──────── SELECTION ────────

2021 was before the lion’s share of the money was spent. There was still time to correct the course - the ship(s) had not yet sunk. Yet here we are. There is great confusion among my friends and colleagues about how industry leaders were this far off the mark. Even to the non-automotive professional, it was obvious that the wild projections could never be met. Yet the CEOs who are paid Hollywood money to get the answers right, all got it wrong.

A good economy can forgive many sins, superficially. The real damage to people and suppliers, however, will take years to clean up. When a supplier is awarded a contract, there is an agreed volume range. For instance, if the minimum target is 500k parts; the supplier does not just get to say they can make 500k parts. They must, in real time, demonstrate they can make 500k parts. This means that by the time that production starts the location, equipment, material, people, packaging, logistics and initial inventory have all been defined in detail. Now, let’s say the 500k orders are not coming in…it’s only 50k orders. Almost immediately, workers need to be laid off because the suppliers must begin repayment of the loans, and the reduced income is not sufficient to sustain the debt. If the volumes stay low; eventually, the manufacturer will issue a volume update, and the supplier can start a claim process for unused equipment, material and related expenses. However, this is often a slow process, and many suppliers cannot ride out the debt long enough to remain solvent. As a result, factories close, people lose jobs, and houses are sold at a loss because people cannot afford to keep them. This is the real side of poor decision making. However, you can rest assured that the people that made those decisions are doing just fine.

──────── ENTRIES SUPPLIED ────────

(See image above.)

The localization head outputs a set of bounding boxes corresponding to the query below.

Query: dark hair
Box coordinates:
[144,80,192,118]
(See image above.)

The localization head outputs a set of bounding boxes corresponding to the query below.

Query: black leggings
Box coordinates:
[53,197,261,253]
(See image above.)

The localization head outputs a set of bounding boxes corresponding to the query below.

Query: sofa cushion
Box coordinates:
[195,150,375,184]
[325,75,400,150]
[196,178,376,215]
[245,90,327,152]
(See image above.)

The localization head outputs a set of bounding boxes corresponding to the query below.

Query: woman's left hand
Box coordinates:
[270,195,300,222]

────────
──────── ENTRIES SUPPLIED ────────

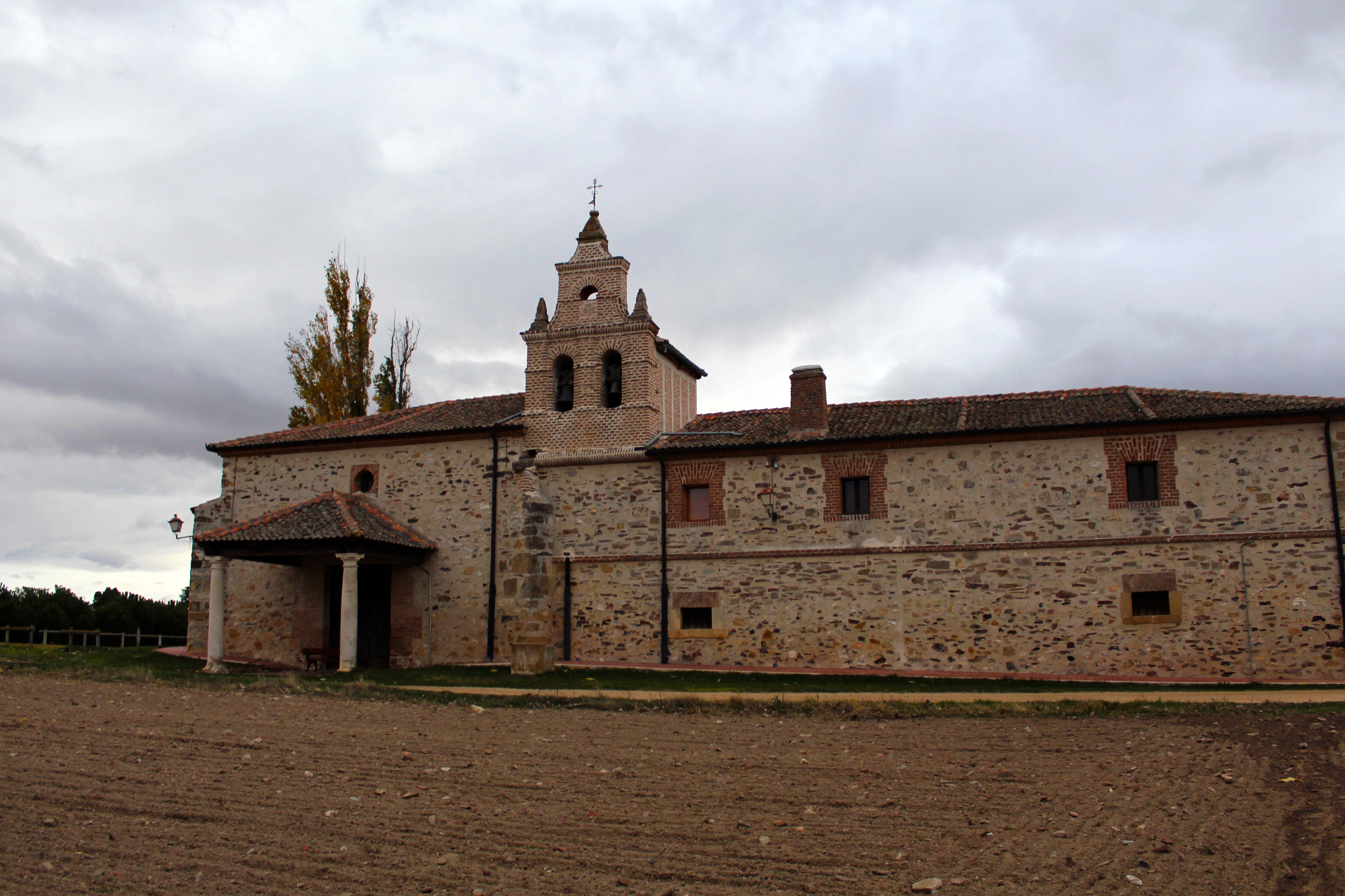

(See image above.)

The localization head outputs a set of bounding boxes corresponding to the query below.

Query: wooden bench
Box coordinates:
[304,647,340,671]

────────

## REQUEST A
In the passage on automotive suppliers, what can a supplier start once the manufacturer issues a volume update?
## REQUEST B
Extend the passage on automotive suppliers, picking up after its final sentence.
None of the material is needed for this work.

## EXERCISE ANSWER A
A claim process for unused equipment, material and related expenses.

## EXERCISE ANSWER B
The current economy is generally healthy in terms of GDP growth and consumer spending, though stagnating jobs are a moderate concern. The GDP is growing, but jobs are not increasing at the same rate. There is uncertainty regarding tariffs, future EV policy and trade relations which create consumer anxiety for some buyers—potentially putting off new purchases for a year or downsizing purchasing plans (Ref. 10). Additionally, there is concern of China controlling the majority of rare earth minerals that are needed for battery and motor production (Ref. 15).